### Reading passage
— Start —
For the past few months, I've been dedicating my nights and weekends to a side project that combines my passions for machine learning and financial markets. As an ML/AI engineer by day, I wanted to challenge myself with something that would push my technical boundaries.
MarketPulseAI is an open-source, near real-time stock market analysis system that combines two powerful perspectives:
- Stock Market Prediction using price data and deep learning algorithms
- Market Sentiment Analysis from social media and financial news
Think of it as having two eyes on the market: one watching actual prices and trading patterns, and another watching what people are saying about stocks on social media and in the news. The system then integrates these signals to provide a holistic view of potential market movements.
- Microservices Architecture: Modular design with loosely coupled services
- Near Real-Time Processing: Data flows through the system with minimal latency
- Dual Analysis Approach: Combines price prediction with sentiment analysis
- Comprehensive Data Validation: Ensures high-quality data reaches prediction models
- Interactive Dashboards: Real-time visualization of market data and sentiment
- Robust Monitoring: Complete observability of system health and prediction accuracy
MarketPulseAI follows a modern data engineering pattern with clear separation of concerns:
-
Market Data Pipeline
- Connects to stock market feeds via Kafka Connect
- Collects real-time price data, volumes, and market indicators
- Validates and routes data to appropriate Kafka topics
-
Sentiment Analysis Pipeline
- Monitors Twitter, Reddit, and financial news via APIs
- Collects and filters relevant posts and articles
- Validates content before processing
-
Market Data Analysis
- Spark Streaming jobs process real-time market data
- Feature engineering extracts technical indicators
- Deep learning models predict short-term price movements
-
Sentiment Analysis
- Text preprocessing and cleaning
- NLP or Transformer models determine sentiment polarity and intensity
- Aggregation of sentiment across different sources
-
Online Features (Redis)
— End —
### Data extract
— Start —
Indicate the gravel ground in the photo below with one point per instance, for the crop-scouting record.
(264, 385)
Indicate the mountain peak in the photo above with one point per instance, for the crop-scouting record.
— End —
### Task directions
Reproduce part of the MarketPulseAI write-up above word for word. Begin at the words "For the past" and stop after "potential market movements.".

### Answer to this task
For the past few months, I've been dedicating my nights and weekends to a side project that combines my passions for machine learning and financial markets. As an ML/AI engineer by day, I wanted to challenge myself with something that would push my technical boundaries.
MarketPulseAI is an open-source, near real-time stock market analysis system that combines two powerful perspectives:
- Stock Market Prediction using price data and deep learning algorithms
- Market Sentiment Analysis from social media and financial news
Think of it as having two eyes on the market: one watching actual prices and trading patterns, and another watching what people are saying about stocks on social media and in the news. The system then integrates these signals to provide a holistic view of potential market movements.